(Records to process)
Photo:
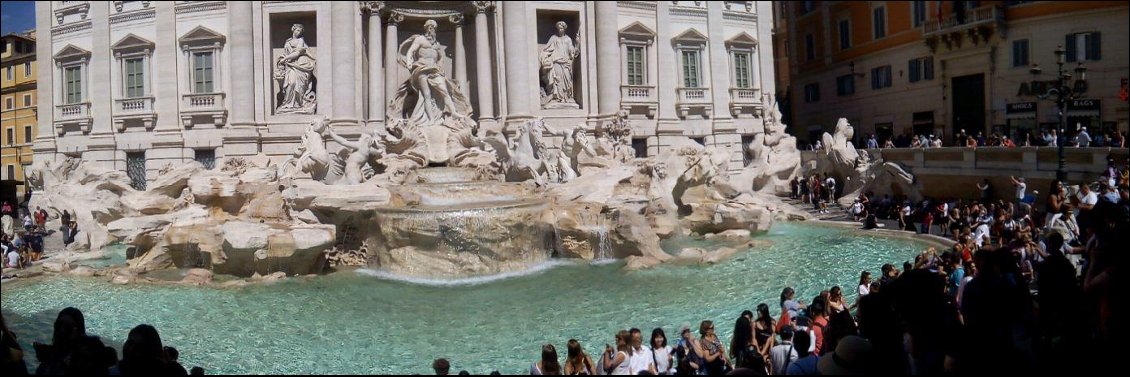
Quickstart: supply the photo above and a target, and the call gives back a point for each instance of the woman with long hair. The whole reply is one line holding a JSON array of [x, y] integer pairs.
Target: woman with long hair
[[711, 349], [548, 366], [742, 340], [616, 362], [577, 361], [764, 330], [661, 353], [836, 300]]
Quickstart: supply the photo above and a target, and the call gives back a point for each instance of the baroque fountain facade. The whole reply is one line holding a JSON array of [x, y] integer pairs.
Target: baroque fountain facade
[[434, 189]]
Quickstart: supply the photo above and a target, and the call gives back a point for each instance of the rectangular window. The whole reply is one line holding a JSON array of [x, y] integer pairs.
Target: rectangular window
[[809, 47], [635, 66], [72, 85], [845, 85], [879, 19], [135, 78], [844, 34], [1084, 46], [741, 70], [202, 72], [135, 168], [1020, 53], [918, 10], [921, 69], [640, 146], [206, 157], [811, 93], [880, 77], [690, 69]]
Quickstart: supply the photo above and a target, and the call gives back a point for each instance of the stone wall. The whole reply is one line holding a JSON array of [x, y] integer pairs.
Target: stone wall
[[955, 172]]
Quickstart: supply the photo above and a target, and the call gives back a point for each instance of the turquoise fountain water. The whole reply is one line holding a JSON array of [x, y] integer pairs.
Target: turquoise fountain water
[[357, 323]]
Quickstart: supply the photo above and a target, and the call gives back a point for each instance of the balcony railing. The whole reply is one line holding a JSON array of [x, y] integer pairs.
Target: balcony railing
[[72, 111], [207, 104], [744, 96], [973, 17], [207, 101], [135, 105], [637, 93]]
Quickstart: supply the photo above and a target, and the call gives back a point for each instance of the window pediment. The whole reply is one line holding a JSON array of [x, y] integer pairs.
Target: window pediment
[[132, 43], [637, 31], [742, 40], [71, 53], [201, 35]]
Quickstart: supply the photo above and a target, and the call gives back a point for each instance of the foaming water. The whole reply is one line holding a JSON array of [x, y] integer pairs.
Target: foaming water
[[536, 269], [357, 323]]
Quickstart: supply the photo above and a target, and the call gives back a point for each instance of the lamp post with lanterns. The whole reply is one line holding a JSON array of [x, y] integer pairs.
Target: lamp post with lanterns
[[1061, 93]]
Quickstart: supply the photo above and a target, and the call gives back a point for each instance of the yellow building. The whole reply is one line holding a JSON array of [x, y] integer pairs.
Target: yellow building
[[17, 107]]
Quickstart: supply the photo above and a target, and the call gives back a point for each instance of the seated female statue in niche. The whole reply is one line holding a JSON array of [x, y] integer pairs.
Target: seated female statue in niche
[[557, 59], [295, 73]]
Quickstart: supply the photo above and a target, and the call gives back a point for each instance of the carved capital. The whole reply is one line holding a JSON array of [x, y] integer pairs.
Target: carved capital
[[484, 7], [372, 7], [396, 17], [458, 19]]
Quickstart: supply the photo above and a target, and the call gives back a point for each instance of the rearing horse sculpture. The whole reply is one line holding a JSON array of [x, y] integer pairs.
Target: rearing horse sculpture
[[311, 156], [526, 150]]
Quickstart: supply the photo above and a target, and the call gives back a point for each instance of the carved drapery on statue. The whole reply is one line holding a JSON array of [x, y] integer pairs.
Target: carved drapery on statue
[[556, 59], [295, 73], [439, 121]]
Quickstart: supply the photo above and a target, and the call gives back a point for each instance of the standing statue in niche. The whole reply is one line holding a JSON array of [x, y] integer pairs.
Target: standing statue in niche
[[557, 69], [295, 73], [436, 96]]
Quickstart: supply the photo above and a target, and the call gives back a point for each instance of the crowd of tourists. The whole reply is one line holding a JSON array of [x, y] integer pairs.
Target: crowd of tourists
[[74, 352], [1046, 138], [24, 246]]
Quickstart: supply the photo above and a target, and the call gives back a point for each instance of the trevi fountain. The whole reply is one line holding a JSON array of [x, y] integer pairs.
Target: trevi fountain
[[433, 237]]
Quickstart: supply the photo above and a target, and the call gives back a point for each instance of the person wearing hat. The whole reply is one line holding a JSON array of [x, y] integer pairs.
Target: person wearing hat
[[852, 357]]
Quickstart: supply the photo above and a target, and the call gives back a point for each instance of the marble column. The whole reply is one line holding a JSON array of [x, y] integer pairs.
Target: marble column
[[719, 63], [390, 55], [608, 59], [483, 66], [460, 52], [519, 80], [666, 84], [344, 15], [375, 75], [243, 64]]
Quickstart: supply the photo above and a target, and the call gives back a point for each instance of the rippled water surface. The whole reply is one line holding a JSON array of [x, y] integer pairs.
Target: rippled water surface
[[361, 322]]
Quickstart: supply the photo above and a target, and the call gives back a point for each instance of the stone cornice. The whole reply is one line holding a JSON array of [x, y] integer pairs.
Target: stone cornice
[[739, 16], [639, 5], [144, 14], [71, 28], [199, 6]]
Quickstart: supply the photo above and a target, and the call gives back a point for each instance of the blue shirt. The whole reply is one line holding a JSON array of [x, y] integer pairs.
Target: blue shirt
[[806, 366]]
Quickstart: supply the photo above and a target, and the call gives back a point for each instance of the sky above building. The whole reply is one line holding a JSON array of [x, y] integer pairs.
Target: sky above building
[[17, 16]]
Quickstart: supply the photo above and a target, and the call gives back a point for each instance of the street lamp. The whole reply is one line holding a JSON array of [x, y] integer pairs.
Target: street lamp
[[1061, 93]]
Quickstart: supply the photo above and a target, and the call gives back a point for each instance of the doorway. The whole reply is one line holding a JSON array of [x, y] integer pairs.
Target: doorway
[[968, 98]]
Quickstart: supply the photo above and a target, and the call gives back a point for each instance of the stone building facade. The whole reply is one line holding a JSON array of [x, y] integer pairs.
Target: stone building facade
[[137, 85], [897, 68], [17, 114]]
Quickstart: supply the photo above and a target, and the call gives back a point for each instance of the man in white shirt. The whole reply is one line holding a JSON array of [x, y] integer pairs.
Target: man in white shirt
[[641, 356], [1020, 190], [1083, 138]]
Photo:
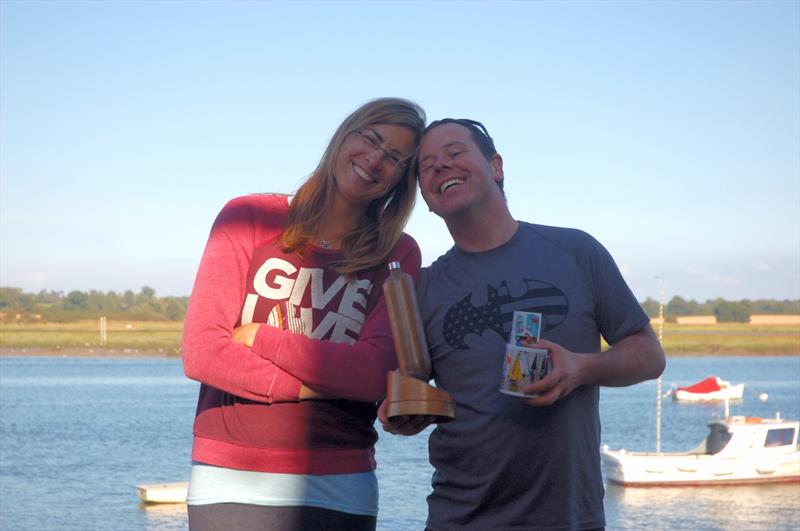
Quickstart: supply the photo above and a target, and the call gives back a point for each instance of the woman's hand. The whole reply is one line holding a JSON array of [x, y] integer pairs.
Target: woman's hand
[[246, 334]]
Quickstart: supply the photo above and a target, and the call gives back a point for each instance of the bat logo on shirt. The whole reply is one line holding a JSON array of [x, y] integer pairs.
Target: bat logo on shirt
[[465, 318]]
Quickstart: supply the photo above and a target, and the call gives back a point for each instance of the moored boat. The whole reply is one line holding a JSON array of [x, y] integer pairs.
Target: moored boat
[[737, 450], [708, 389], [163, 492]]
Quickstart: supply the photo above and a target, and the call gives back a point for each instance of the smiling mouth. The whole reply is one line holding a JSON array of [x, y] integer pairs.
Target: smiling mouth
[[361, 172], [448, 183]]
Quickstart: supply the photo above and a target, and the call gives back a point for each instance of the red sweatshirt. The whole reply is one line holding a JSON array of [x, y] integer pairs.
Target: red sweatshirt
[[249, 415]]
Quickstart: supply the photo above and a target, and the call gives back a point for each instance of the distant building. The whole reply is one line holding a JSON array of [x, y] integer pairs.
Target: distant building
[[696, 319], [775, 319]]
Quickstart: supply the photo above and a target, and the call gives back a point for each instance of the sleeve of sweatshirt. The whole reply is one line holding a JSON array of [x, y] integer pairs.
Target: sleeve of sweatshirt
[[210, 355], [354, 372]]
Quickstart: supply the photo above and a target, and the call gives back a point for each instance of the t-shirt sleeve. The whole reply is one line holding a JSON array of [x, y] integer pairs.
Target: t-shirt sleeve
[[210, 355], [355, 372]]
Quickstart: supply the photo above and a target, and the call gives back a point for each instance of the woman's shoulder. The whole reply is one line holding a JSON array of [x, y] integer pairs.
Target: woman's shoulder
[[264, 203], [254, 212]]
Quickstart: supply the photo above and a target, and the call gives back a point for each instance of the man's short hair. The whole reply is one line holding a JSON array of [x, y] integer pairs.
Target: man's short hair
[[479, 134]]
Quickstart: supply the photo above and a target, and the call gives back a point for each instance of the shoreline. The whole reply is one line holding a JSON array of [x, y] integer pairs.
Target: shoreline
[[89, 352]]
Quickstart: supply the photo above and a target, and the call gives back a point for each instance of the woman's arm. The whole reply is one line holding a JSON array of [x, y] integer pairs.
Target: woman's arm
[[210, 354]]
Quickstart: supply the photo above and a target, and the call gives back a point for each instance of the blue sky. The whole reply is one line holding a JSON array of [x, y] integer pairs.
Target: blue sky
[[668, 130]]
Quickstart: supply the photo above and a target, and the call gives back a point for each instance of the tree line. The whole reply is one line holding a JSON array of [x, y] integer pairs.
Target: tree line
[[145, 306], [76, 305], [724, 310]]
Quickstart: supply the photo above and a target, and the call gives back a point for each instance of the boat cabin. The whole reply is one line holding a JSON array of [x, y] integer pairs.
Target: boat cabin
[[751, 433]]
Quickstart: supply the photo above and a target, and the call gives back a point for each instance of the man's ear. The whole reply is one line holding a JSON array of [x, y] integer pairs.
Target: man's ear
[[497, 167]]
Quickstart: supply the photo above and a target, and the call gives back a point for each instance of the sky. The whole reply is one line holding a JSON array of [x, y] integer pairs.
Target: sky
[[670, 131]]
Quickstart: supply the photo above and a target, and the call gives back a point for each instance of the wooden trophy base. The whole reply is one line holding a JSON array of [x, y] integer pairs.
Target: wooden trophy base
[[405, 395]]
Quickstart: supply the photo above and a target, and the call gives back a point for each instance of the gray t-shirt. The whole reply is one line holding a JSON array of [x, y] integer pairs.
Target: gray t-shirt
[[502, 464]]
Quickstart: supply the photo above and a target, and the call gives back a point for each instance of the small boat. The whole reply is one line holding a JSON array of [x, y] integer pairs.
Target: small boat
[[738, 450], [710, 389], [164, 492]]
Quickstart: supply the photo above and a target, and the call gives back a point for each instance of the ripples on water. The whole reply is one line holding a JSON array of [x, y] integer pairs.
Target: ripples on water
[[77, 435]]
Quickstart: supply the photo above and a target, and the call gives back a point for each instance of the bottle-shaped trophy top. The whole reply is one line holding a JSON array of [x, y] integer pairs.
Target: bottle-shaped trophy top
[[407, 330]]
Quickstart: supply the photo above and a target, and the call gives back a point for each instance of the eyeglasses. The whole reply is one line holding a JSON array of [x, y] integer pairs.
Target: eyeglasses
[[394, 159]]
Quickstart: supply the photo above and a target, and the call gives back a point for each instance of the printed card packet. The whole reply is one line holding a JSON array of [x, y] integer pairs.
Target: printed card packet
[[526, 329], [523, 366]]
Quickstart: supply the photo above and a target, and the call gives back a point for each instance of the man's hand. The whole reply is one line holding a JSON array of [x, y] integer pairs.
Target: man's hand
[[566, 374], [631, 360], [246, 334], [403, 424]]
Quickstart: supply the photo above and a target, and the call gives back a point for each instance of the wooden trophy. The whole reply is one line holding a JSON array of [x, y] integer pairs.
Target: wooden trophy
[[407, 389]]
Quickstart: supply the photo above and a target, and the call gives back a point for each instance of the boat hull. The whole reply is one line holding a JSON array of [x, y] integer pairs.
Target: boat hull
[[679, 470], [734, 392]]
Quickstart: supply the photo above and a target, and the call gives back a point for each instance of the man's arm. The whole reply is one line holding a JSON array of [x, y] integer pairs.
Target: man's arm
[[635, 358]]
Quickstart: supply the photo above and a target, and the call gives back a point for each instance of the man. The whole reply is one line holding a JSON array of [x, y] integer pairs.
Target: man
[[510, 463]]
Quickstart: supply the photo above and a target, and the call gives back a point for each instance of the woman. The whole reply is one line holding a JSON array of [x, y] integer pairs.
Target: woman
[[288, 333]]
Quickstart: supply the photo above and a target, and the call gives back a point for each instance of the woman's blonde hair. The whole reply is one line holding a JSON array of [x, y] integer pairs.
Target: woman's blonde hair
[[369, 244]]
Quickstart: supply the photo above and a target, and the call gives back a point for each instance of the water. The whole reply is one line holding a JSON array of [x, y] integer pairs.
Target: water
[[78, 434]]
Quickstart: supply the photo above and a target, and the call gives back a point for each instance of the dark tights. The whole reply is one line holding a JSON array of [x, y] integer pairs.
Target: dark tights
[[244, 517]]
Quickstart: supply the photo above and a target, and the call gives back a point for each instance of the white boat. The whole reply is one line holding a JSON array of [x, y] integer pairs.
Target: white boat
[[709, 389], [738, 450], [163, 492]]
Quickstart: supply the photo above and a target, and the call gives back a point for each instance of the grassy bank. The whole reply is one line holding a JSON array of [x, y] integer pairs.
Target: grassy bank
[[122, 336], [165, 337]]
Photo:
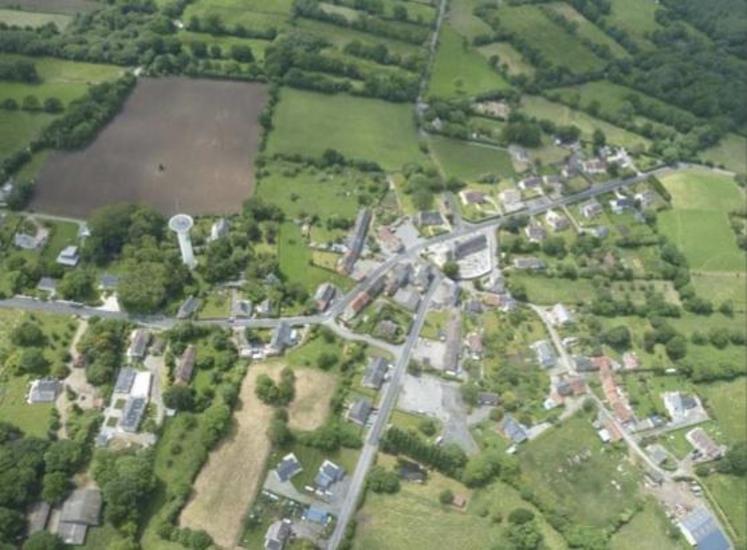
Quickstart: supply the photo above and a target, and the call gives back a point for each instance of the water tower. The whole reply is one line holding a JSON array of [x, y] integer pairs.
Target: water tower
[[181, 224]]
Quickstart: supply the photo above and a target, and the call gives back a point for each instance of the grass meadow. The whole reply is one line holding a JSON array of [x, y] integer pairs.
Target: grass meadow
[[309, 123]]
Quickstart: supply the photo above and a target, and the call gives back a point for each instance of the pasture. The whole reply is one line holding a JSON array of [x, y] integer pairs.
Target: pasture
[[183, 153], [560, 114], [309, 123], [33, 19], [465, 160], [233, 473], [65, 80], [573, 473], [698, 223], [559, 47], [460, 71]]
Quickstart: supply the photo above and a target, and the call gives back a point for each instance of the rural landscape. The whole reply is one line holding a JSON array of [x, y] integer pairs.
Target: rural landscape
[[373, 274]]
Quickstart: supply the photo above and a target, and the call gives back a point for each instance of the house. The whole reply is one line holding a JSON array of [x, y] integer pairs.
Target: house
[[488, 399], [219, 229], [188, 308], [528, 263], [282, 338], [47, 284], [512, 429], [315, 514], [359, 412], [43, 390], [407, 298], [679, 404], [560, 315], [591, 209], [329, 473], [183, 371], [705, 447], [139, 340], [278, 533], [429, 218], [701, 529], [68, 256], [545, 353], [376, 373], [288, 467], [557, 221], [108, 282], [324, 295], [80, 511], [535, 232]]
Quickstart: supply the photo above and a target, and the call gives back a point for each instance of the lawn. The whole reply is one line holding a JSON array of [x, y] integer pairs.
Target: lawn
[[310, 123], [65, 80], [560, 114], [571, 471], [33, 19], [698, 224], [730, 153], [469, 161], [18, 128], [559, 47], [459, 71]]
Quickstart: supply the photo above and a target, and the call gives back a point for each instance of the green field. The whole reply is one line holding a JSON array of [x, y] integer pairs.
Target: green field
[[698, 224], [730, 153], [555, 44], [464, 160], [65, 80], [560, 114], [33, 19], [309, 123], [508, 55], [586, 29], [583, 489], [459, 71]]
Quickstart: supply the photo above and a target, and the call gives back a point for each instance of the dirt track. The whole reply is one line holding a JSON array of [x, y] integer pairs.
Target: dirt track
[[178, 144]]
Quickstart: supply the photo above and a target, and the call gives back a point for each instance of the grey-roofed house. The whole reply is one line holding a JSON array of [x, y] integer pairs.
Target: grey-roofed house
[[183, 371], [329, 473], [133, 413], [701, 529], [44, 390], [139, 340], [512, 429], [188, 308], [125, 379], [359, 411], [376, 372], [278, 534], [80, 511], [545, 353], [288, 467]]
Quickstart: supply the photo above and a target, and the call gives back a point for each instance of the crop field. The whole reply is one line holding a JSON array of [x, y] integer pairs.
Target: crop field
[[33, 19], [183, 153], [509, 56], [698, 223], [65, 80], [466, 160], [560, 114], [67, 7], [556, 45], [586, 29], [309, 123], [580, 487], [232, 475], [731, 152], [461, 72]]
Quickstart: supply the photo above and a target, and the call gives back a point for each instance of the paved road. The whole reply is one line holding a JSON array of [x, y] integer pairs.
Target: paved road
[[371, 445]]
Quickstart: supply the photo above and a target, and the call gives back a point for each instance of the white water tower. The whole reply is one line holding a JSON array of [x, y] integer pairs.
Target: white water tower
[[181, 224]]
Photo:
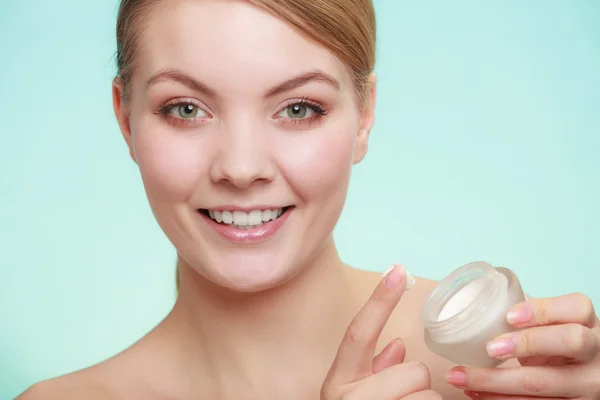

(What to produce) Reproduce the material starting at its first line and ending at the line containing "[[132, 43], [637, 31], [742, 40], [71, 53], [201, 35]]", with every "integer pairs" changed to "integer coordinate pairs" and nothing else altered. Omit the pictures from the output.

(Completed task)
Photo:
Quickstart: supply the photo above and a target, and the call gives back a point for each instance of the woman with long hair. The whole reply is one line holding a JSON array of [x, y] integer coordinate pairs.
Target: woman with long hair
[[711, 349], [548, 366], [742, 340], [616, 362], [577, 361], [764, 330], [661, 353], [836, 300]]
Quickstart: supply the photo above and a target, and the call gives back a point for each instance of the baroque fountain facade. The whole reply is one line holding a JSON array of [x, y] integer coordinate pairs.
Target: baroque fountain facade
[[434, 189]]
Quickstart: supply the photo above and a target, and the call gives back a point for each instance of the rectangular window. The whole reply is one line holding a JSON array of [x, y] integer coordinate pairs.
Target: rectangular window
[[809, 47], [635, 66], [72, 85], [845, 85], [879, 19], [135, 78], [844, 34], [1084, 46], [741, 70], [202, 72], [135, 168], [1020, 53], [918, 10], [921, 69], [640, 146], [206, 157], [811, 93], [880, 77], [690, 69]]
Quickstart: supply the photo above and a target, and the call gives back a point for each instance of the stone wall. The whole reply is one line holding a JSON array of [x, y] integer coordinate pairs.
Target: stone wall
[[955, 172]]
Quickstart: supply the photo above and a target, and the call gives back a point for each instance of the turquoise fountain water. The whole reply is one line holding a JSON array of [x, y] integer coordinate pairs.
Target: turquoise fountain water
[[357, 323]]
Quickstart: supply the photo above and a target, and the call gives back a point for each instance of the balcony railing. The whole reply is one line holding a JSON array of [x, y] integer coordinate pairs.
Target: balcony railing
[[72, 111], [207, 104], [744, 96], [973, 17], [207, 101], [135, 105], [637, 93]]
Quickstart: supply the photo above and a target, and the call gives back a point for each instance of the window pediment. The whole reply is one line holding a JSON array of [x, y] integer coordinate pairs.
Target: window pediment
[[132, 43], [637, 31], [742, 40], [71, 53], [201, 35]]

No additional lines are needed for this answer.